### OBJECTIVES
- a) Answer these questions from the commentary on Iraq:
(i) Which two cities fell without resistance from the Iraqi army?
(ii) How many Americans were killed in Iraq, according to the commentary?
(iii) What does the commentary say should be the current focus of main effort?
- b) Write the next part of the commentary on Iraq, picking up right after its final sentence.

### PAGE EXTRACT
┄┄┄┄┄┄┄┄┄┄┄┄┄┄┄┄┄┄┄┄

What To Do About Iraq?

As you know, events in Iraq have unfolded quickly as the fighters of the Islamic State of Iraq and Syria (ISIS) moved into northern and western Iraq from Syria.  The cities of Mosul and Tikrit, significant in many ways to Iraq, fell without resistance from the Iraqi army, most of whom changed into civilian clothes and ran away.  The ISIS fighters seemed well on their way to Baghdad when the Iraqi army, backed by Shiite militia, stiffened and are now providing resistance to the advance. How this will end is anybody’s guess at the moment — truly, no one really knows.

There are several things that we do know, however, and these are worth a look.  Most importantly, the question before our national leadership is “should the United States get involved in what is fundamentally a religious civil war?”  “If so, in what way?”  Clouding the issue of course is the investment we already made of 4,487 dead and 32,223 wounded Americans.  A high price to pay any time, but especially given the unraveling of all that was accomplished. Unfortunately, in my view, we should not invest any more lives or treasure in Iraq.  Certainly, we should not do so under the current conditions.

Demands that the United States should supply immediate intelligence and material support to the Iraqi government are a bit overblown and not really reflective of the facts.  This is true in particular because of two things: the Iraqis have been known in the past to use “intelligence” to even scores with political rivals, and the ISIS forces are now equipped with modern U.S. weapons left behind when the Iraqi army abandoned their posts.  It will be a continued waste of time and money (and perhaps lives) to continue to equip and train the Iraqis (or any force) if they refuse to fight.

Most experts do not believe that ISIS has the will or ability to take Baghdad, especially now that the Iraqi army is beginning to mobilize.  It will, however, get very dicey in Baghdad in the coming days as the terrorists will use assassinations and car bombs and other attacks to disrupt life in the city and to create more friction between the factions that live there.  While Iraq as a whole is divided into roughly three sections (Sunni, Shiite, Kurdish), all three elements are present in the city which is also de facto divided.  This is where the United States needs to beef up its efforts. Protecting the world’s largest American embassy and those that work there should be our current focus of main effort.

┄┄┄┄┄┄┄┄┄┄┄┄┄┄┄┄┄┄┄┄

### RECORD SET
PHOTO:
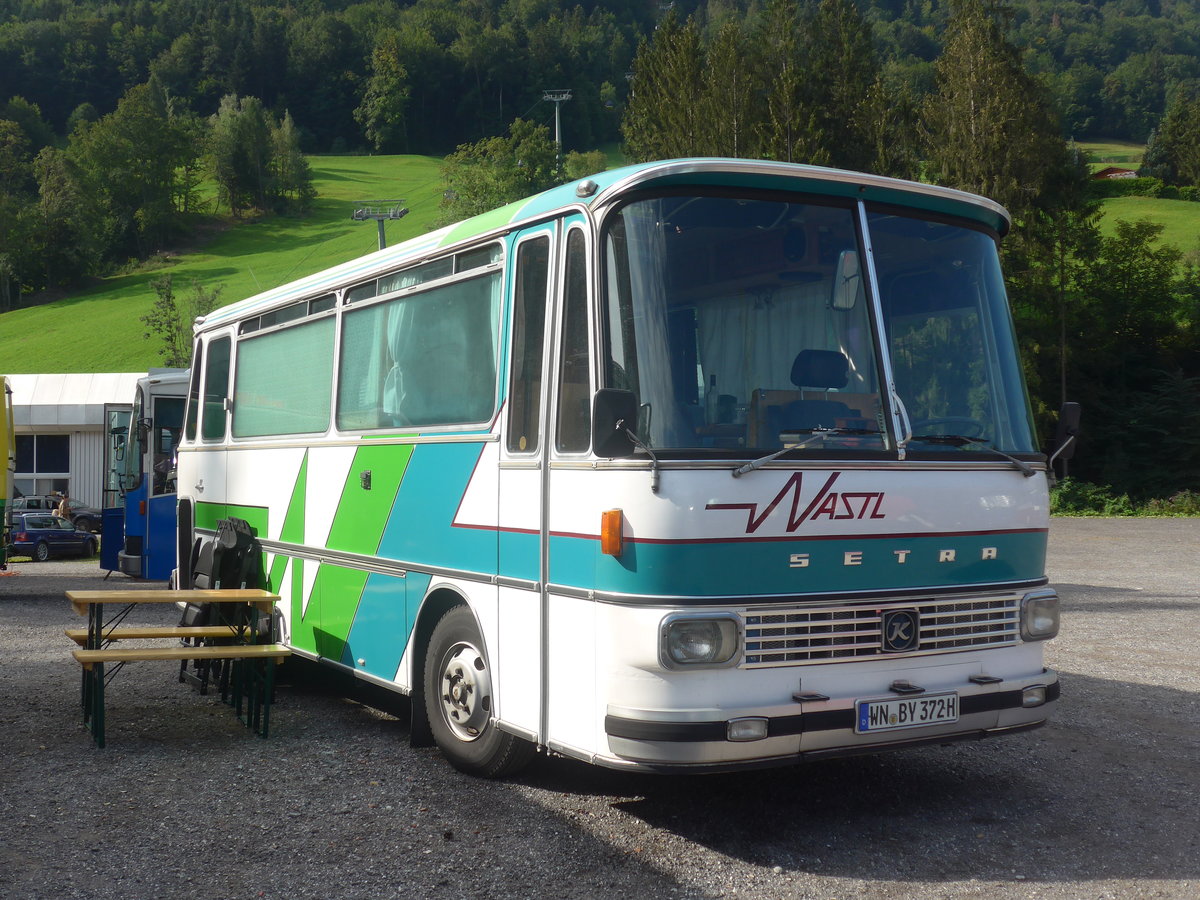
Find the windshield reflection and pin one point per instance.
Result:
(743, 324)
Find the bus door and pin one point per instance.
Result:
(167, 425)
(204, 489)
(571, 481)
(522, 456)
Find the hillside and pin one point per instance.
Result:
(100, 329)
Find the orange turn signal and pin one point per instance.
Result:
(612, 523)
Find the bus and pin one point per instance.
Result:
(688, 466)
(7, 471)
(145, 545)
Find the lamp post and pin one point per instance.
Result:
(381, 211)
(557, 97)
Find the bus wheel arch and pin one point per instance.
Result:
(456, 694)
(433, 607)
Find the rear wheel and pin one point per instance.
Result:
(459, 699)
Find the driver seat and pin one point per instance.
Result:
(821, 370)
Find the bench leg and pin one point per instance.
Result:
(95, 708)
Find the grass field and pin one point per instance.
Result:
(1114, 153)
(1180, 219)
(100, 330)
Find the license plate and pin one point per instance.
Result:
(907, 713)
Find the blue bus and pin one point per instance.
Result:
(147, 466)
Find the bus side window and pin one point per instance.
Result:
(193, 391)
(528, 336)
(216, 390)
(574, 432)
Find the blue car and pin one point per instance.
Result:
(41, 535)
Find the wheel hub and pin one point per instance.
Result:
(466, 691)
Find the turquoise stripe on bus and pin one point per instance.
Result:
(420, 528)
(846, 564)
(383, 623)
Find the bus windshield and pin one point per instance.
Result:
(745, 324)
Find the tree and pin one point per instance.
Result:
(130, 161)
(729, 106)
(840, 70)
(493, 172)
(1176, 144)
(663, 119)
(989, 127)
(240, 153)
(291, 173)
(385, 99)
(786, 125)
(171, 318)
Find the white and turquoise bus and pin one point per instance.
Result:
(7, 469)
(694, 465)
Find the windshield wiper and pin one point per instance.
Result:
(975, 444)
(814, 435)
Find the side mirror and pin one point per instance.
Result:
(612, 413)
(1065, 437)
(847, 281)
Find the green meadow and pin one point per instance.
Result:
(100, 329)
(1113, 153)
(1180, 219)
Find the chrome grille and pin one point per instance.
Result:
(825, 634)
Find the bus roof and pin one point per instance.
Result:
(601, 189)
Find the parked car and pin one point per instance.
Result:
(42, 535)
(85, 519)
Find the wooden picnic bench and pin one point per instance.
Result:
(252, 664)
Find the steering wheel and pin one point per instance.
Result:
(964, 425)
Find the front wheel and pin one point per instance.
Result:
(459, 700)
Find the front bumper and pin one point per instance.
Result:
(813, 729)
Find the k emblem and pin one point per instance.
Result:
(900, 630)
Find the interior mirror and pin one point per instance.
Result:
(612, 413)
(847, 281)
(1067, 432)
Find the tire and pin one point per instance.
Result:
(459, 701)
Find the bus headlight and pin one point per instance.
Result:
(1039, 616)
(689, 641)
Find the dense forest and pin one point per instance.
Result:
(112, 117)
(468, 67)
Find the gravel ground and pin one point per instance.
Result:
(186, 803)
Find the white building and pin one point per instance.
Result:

┄┄┄┄┄┄┄┄┄┄┄┄┄┄┄┄┄┄┄┄

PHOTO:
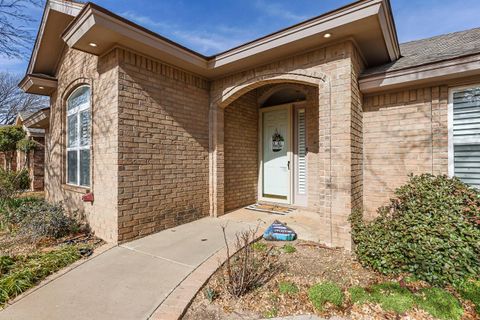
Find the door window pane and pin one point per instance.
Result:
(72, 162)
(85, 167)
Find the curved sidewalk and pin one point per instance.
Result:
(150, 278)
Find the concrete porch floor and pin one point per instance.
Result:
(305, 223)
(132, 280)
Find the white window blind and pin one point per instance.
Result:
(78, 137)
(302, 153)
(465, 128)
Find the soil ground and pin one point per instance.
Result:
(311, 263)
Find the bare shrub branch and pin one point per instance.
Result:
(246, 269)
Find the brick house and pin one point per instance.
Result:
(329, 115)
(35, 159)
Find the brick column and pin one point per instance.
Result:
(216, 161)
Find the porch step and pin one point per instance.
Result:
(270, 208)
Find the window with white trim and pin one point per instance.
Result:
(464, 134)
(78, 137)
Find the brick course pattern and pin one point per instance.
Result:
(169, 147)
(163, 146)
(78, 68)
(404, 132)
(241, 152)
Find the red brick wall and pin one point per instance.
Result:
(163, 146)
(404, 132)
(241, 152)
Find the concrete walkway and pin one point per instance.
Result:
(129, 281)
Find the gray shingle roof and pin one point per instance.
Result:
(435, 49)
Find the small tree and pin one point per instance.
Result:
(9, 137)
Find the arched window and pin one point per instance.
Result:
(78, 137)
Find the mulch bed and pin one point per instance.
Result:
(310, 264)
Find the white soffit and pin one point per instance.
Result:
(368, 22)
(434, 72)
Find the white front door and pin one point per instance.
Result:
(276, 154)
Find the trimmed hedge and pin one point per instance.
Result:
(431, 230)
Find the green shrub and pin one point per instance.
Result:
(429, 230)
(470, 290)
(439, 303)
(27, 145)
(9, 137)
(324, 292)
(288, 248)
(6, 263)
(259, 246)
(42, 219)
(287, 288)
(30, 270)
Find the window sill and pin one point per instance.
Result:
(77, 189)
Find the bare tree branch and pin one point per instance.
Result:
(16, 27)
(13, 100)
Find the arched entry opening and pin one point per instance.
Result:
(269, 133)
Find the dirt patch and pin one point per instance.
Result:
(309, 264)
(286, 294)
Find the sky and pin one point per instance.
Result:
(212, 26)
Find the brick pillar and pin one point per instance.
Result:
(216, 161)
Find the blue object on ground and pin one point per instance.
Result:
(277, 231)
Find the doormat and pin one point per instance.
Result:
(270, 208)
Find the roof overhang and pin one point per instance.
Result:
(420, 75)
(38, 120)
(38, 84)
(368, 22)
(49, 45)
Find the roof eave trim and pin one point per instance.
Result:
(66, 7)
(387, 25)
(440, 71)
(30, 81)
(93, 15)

┄┄┄┄┄┄┄┄┄┄┄┄┄┄┄┄┄┄┄┄

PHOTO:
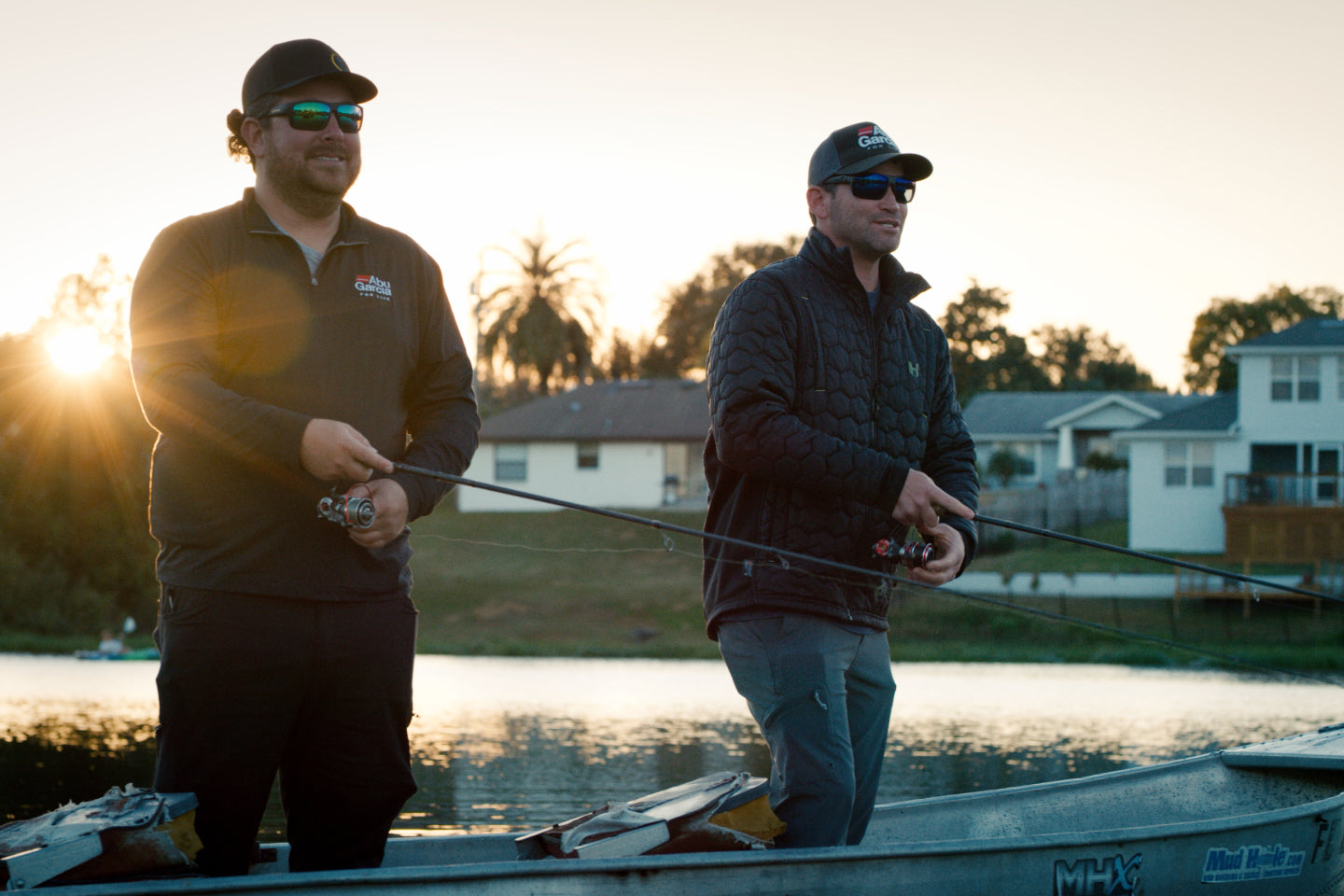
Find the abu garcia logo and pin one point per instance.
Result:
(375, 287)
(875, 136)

┄┄┄┄┄┄┄┄┄┄┄┄┄┄┄┄┄┄┄┄

### RESPONSES PER TASK
- a)
(i) Mosul and Tikrit.
(ii) 4,487.
(iii) Protecting the world's largest American embassy and those who work there.

- b)
It is tempting to get into a “who is responsible for this mess?” argument.  There is plenty of blame to go around.  Some of you may recall that from my observations in a key Pentagon office that I felt that President Bush and his administration began planning to invade Iraq beginning in January of 2001 following his inauguration.  The unfolding events after the September 11, 2001 terrorist attacks gave them a reason, however much of a stretch that might have been.  It was especially discomfiting because our real effort should have been in Afghanistan where the threat was real.  That is all now past history.  Similarly, accusations that President Obama did not do all that could have been done to reach a Status of Forces Agreement with the Iraqi government to leave U.S. troops there serve to place the blame at his feet.  I happen to think that the Iraqi people as a whole never really wanted the United States there at all, period, end of discussion and that it was unrealistic to think that they would allow our troops to stay.  But again, whatever one’s opinion of  that, it is past history.  We are where we are and the challenge is figuring out what to do about it now.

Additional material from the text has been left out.